PROBLEMS TO WORK ON
(A) In the forum thread, change "December" to "January" and give back the part between "Yea, no. I love" and "drama mama action.", inclusive.
(B) Quote the records word for word, from the line holding "white headband, one" through the last line of the records, both ends included.

Yea, no. I love being married to my hubs. He’s fabulous
Edit: Engineer Comp Geek got to it first.
No. He’s a managing partner of a business and works 6 days a week. He only gets 2 weeks guaranteed vacation in December. It would be selfish of me to ask him to compromise his career for a fruitless visit. He is just a friend. We’ve discussed our interactions and have agreed on the limitations.
I am very happy with how things are going
Hell, after reading this thread I wouldn’t even point it in her general direction.
Your strange affectation of leaving the last period out of virtually every closing sentence of your posts lead me to believe that your final statements lack commitment
Dang, I never noticed I did that.
Now I’m going to be checking constantly.
:smack:
Wait, She has been missing her period? Well damn, this might get even more drama mama action.
I feel like I’m watching a Mexican soap opera. I mean, it makes no sense to me, but there seems to be a lot going on here.
I’m really glad I didn’t allow the drama or self doubt cause me to drop Guy Friend. We still talk. We spoke on the phone for the first time last night and it wasn’t awkward or strained at all. Nothing sexual or flirty, just two friends talking about friendly things.
…and your husband, is he “cool with it”?
Of course he is!! Why would he not be? I mean it’s not like there are any danger signs at all, right?
That Hubs, he is just the absolute best, isn’t he?
:D:dubious:
I know you’re being sarcastic, but yes. He and I talked about it and we set ground rules, and he is fine with it. He has no reason not to be. He loves me and knows I love him. Why is that so hard for y’all to get?
I don’t know April, is there any possible thing that you can think of that would be any kind of danger sign?
Sorry, I’ll back of the sarcasm. If you don’t think your actions that you have documented in this thread (and others), are a sign that your marriage is at high risk, then I don’t know what to tell you.
Your continued “friendship” with Mr Just Friends WILL lead to problems, I can almost guarantee it. It is incredibly hard to dial “flirty” and “erotic thoughts” back down to “purely friends”. And nothing in your behavior has shown that you are someone who can do that. Just the opposite, you have been all over the map, impulsively lurching from one extreme to another.

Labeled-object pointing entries
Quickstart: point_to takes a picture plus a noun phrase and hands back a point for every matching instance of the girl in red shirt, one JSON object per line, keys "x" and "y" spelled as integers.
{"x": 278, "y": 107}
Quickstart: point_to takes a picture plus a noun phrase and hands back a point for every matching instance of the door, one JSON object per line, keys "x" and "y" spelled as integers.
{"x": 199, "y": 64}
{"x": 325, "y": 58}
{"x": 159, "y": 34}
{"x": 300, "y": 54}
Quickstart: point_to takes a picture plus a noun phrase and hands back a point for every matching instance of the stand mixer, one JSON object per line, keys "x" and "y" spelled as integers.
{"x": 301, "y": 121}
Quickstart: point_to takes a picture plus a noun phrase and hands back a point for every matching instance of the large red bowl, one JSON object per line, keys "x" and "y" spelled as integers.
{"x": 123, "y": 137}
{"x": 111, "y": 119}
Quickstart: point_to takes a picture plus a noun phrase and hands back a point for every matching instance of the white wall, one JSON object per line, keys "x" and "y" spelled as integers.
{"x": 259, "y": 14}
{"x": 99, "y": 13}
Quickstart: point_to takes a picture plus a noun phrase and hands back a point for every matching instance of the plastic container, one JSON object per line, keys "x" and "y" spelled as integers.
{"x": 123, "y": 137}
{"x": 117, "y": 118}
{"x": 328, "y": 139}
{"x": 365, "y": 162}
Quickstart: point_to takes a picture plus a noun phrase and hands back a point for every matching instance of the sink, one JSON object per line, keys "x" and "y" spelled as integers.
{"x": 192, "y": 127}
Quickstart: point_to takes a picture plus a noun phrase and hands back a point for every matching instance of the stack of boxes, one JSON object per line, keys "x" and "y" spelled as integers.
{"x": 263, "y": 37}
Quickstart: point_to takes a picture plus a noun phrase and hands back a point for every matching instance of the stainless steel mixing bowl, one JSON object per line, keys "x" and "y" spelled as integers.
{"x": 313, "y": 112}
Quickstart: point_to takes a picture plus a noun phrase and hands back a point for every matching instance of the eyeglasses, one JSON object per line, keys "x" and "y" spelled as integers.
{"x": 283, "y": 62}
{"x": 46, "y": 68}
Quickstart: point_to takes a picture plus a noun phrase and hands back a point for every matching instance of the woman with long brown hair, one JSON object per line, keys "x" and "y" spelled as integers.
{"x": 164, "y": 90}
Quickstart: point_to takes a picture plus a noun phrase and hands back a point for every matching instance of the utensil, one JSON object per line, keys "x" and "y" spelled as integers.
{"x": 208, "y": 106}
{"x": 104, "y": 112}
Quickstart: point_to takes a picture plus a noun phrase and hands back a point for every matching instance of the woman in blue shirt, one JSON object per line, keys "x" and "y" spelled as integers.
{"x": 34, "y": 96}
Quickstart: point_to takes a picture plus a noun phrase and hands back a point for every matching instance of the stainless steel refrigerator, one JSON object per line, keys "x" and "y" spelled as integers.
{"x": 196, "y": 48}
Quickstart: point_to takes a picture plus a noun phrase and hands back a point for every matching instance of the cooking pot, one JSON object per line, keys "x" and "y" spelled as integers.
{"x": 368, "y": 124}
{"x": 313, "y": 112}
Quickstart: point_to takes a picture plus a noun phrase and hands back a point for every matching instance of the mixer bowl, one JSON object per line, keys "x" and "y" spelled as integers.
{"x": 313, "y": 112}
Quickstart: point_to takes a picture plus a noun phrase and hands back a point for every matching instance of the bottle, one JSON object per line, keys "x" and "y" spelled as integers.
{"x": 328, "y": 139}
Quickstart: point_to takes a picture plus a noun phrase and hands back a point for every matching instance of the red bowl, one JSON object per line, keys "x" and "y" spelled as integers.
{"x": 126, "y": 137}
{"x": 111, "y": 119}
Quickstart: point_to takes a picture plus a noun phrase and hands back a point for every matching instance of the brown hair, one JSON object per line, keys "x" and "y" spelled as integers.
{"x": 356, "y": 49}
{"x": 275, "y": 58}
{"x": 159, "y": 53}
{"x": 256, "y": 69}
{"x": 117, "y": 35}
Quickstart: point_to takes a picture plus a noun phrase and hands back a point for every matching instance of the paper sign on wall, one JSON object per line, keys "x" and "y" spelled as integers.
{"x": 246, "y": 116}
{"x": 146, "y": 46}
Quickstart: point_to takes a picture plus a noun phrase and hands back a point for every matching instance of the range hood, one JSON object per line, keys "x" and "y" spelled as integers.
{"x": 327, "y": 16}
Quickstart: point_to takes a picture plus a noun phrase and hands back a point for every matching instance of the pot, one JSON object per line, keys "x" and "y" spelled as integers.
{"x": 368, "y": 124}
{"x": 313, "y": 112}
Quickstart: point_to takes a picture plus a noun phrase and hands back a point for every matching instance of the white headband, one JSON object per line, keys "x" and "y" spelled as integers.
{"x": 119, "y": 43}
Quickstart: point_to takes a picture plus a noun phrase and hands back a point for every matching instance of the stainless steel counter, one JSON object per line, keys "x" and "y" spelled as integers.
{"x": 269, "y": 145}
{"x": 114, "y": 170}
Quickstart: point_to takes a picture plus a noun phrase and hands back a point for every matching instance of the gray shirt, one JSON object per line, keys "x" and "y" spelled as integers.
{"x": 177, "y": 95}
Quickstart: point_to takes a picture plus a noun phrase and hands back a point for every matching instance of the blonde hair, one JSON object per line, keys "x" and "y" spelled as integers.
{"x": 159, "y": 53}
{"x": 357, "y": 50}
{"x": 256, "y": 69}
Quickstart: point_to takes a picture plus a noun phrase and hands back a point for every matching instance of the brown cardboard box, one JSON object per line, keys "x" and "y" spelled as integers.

ANSWERS PER TASK
(A)
Yea, no. I love being married to my hubs. He’s fabulous
Edit: Engineer Comp Geek got to it first.
No. He’s a managing partner of a business and works 6 days a week. He only gets 2 weeks guaranteed vacation in January. It would be selfish of me to ask him to compromise his career for a fruitless visit. He is just a friend. We’ve discussed our interactions and have agreed on the limitations.
I am very happy with how things are going
Hell, after reading this thread I wouldn’t even point it in her general direction.
Your strange affectation of leaving the last period out of virtually every closing sentence of your posts lead me to believe that your final statements lack commitment
Dang, I never noticed I did that.
Now I’m going to be checking constantly.
:smack:
Wait, She has been missing her period? Well damn, this might get even more drama mama action.

(B)
Quickstart: point_to takes a picture plus a noun phrase and hands back a point for every matching instance of the white headband, one JSON object per line, keys "x" and "y" spelled as integers.
{"x": 119, "y": 43}
Quickstart: point_to takes a picture plus a noun phrase and hands back a point for every matching instance of the stainless steel counter, one JSON object per line, keys "x" and "y" spelled as integers.
{"x": 269, "y": 145}
{"x": 114, "y": 170}
Quickstart: point_to takes a picture plus a noun phrase and hands back a point for every matching instance of the gray shirt, one JSON object per line, keys "x" and "y" spelled as integers.
{"x": 177, "y": 95}
Quickstart: point_to takes a picture plus a noun phrase and hands back a point for every matching instance of the blonde hair, one JSON object per line, keys "x" and "y" spelled as integers.
{"x": 159, "y": 53}
{"x": 357, "y": 50}
{"x": 256, "y": 69}
Quickstart: point_to takes a picture plus a noun phrase and hands back a point for every matching instance of the brown cardboard box, one JSON object per line, keys "x" and "y" spelled as integers.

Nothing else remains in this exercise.